### WHAT TO DO
Each record below should be written out again exactly.

### Stored entries
--*--
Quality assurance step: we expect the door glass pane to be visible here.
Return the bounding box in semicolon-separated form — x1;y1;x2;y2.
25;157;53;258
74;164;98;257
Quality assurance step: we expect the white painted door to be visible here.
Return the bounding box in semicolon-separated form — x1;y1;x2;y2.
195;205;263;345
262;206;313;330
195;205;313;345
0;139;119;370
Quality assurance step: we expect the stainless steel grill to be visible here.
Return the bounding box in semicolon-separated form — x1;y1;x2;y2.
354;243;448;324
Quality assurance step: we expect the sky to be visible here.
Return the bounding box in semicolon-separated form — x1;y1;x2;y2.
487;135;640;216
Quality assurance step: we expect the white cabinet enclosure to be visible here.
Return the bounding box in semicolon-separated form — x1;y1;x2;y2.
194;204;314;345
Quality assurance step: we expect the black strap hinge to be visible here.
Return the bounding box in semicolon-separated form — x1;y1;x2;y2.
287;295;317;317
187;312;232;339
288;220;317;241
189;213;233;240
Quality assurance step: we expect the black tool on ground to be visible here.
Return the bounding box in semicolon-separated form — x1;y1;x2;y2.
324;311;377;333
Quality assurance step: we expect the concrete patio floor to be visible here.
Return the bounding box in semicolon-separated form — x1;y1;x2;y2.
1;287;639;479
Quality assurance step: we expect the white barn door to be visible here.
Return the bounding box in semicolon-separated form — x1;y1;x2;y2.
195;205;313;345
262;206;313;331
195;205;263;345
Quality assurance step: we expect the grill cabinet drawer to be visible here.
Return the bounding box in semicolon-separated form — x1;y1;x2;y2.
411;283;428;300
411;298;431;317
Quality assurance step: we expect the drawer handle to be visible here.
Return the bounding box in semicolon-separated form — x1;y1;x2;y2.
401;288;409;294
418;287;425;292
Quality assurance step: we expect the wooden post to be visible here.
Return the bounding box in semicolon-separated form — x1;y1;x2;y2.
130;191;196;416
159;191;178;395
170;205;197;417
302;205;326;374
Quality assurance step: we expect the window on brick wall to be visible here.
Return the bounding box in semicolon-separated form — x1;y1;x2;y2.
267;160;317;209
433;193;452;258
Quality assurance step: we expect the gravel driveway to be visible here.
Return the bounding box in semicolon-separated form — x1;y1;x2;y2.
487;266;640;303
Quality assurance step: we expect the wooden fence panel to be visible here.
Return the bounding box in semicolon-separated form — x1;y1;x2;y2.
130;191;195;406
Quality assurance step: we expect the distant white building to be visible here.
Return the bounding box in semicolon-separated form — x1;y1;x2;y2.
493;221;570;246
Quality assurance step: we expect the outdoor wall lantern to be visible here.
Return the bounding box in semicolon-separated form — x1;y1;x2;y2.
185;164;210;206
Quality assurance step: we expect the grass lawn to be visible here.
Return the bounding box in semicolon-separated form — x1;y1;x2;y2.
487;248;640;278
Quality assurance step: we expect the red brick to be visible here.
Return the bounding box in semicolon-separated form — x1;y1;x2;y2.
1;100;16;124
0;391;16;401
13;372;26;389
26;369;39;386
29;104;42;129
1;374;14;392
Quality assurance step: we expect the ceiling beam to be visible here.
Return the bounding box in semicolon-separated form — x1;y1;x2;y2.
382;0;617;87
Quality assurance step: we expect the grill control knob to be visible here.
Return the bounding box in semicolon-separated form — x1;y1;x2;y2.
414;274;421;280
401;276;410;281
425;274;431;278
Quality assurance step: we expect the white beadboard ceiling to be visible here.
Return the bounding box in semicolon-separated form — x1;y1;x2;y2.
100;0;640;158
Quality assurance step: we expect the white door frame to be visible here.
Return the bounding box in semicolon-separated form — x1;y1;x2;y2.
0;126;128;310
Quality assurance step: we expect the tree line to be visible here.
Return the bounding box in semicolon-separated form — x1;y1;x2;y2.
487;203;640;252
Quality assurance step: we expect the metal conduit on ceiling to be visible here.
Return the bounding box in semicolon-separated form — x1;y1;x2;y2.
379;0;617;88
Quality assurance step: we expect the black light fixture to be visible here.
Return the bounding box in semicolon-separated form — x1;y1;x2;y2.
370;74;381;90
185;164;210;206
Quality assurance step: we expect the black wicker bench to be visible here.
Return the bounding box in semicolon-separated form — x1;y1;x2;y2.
--*--
### SOLUTION TO THIS TASK
Quality assurance step: we expect the door glass pane to be visible here.
Return the bounding box in semicolon-separated form — x1;y1;x2;y2.
25;157;53;258
74;164;98;257
Quality assurance step: we expect the white painted door to be visible here.
Return the bounding box in semicolon-separated form — x1;y1;x2;y2.
195;205;263;345
262;206;313;330
195;205;313;345
0;139;119;370
Quality assurance step: we expect the stainless steel grill to be visible here.
Return the bounding box in semicolon-separated form — x1;y1;x2;y2.
354;243;448;324
Quality assurance step: we expect the sky to be visible here.
Return the bounding box in semicolon-separated form — x1;y1;x2;y2.
487;135;640;216
Quality assurance step: we expect the white cabinet enclosure to be visible here.
Return the bounding box in semicolon-separated form — x1;y1;x2;y2.
194;204;314;345
Quality assurance step: we expect the black strap hinge to be visible here.
Return the bounding box in semicolon-separated form — x1;y1;x2;y2.
287;295;317;317
187;312;232;339
288;220;317;241
189;213;233;240
Quality assurance step: we expect the black tool on ground to be visible here.
Return the bounding box in semicolon-separated form — x1;y1;x2;y2.
324;311;377;333
Quality assurance step: we expect the concrete patio floor to be visible here.
Return the bounding box in semicolon-separated form — x1;y1;x2;y2.
1;287;639;479
Quality assurance step: we expect the white barn door to be visible here.
Return the bounding box in semicolon-separated form — x1;y1;x2;y2.
195;205;313;345
262;206;313;331
195;205;263;345
Quality assurance step: we expect the grill cabinet drawer to be visible here.
Return the bounding box in semicolon-separated form — x1;y1;x2;y2.
411;283;428;300
411;298;431;317
Quality assurance step: we expect the drawer handle to be visible here.
Return the bounding box in semicolon-separated form — x1;y1;x2;y2.
401;288;409;294
418;287;425;292
Quality assurance step: we expect the wooden post to be visible here.
Return the bounding box in semicolon-separated form — x1;y1;x2;y2.
130;191;196;416
159;191;178;395
170;205;197;417
302;205;326;374
Quality assurance step: we expect the window on brick wall to be visible here.
Return the bounding box in semicolon-separated form — x1;y1;x2;y2.
267;160;317;209
433;193;452;258
Quality assurance step: we expect the gravel driveway to be visible here.
Return the bounding box in semicolon-separated form — x1;y1;x2;y2.
487;266;640;303
Quality assurance step: we expect the wooden fence panel to be visible here.
Return the bounding box in semicolon-separated form — x1;y1;x2;y2.
130;191;195;406
Quality assurance step: we expect the distant white building to be visible here.
Return the bounding box in semicolon-separated form — x1;y1;x2;y2.
493;221;570;246
Quality assurance step: we expect the outdoor wall lantern to be visible here.
Return the bounding box in semicolon-separated form — x1;y1;x2;y2.
185;164;210;206
Quality assurance step: we expect the grass lawn to be visible here.
Return the bounding box in semicolon-separated form — x1;y1;x2;y2.
487;248;640;278
Quality assurance step: we expect the red brick to be visible here.
Return the bounding box in semicolon-separated form — x1;y1;x2;y2.
1;100;16;124
0;391;16;401
13;372;26;389
26;369;39;386
29;104;42;129
1;374;14;392
Quality assurance step: we expect the ceiling beam to be visible here.
Return the bounding box in semicolon-separated form — x1;y1;x2;y2.
382;0;617;87
Quality assurance step: we expect the grill control knob to be visible here.
Return the bounding box in semicolon-separated form — x1;y1;x2;y2.
414;274;421;280
401;276;410;281
425;274;431;278
Quality assurance step: we expect the white beadboard ceiling to be visible here.
Return the bounding box in semicolon-separated form — x1;y1;x2;y2.
100;0;640;158
Quality assurance step: we expect the white door frame to be visible here.
Return the bounding box in semicolon-separated form — x1;y1;x2;y2.
0;126;128;310
Quality assurance step: we expect the tree line to be visible here.
Return the bounding box in semicolon-separated form — x1;y1;x2;y2.
487;203;640;252
Quality assurance step: we expect the metal conduit on ceiling to be visible here.
Return the bounding box in semicolon-separated form — x1;y1;x2;y2.
379;0;617;88
Quality assurance step: we expect the black light fixture to be visible here.
Return the bounding box in semicolon-separated form — x1;y1;x2;y2.
370;74;381;90
185;164;210;206
Quality assurance step: we expect the black wicker bench to be visible here.
Return the bounding box in semicolon-separated form — x1;y1;x2;y2.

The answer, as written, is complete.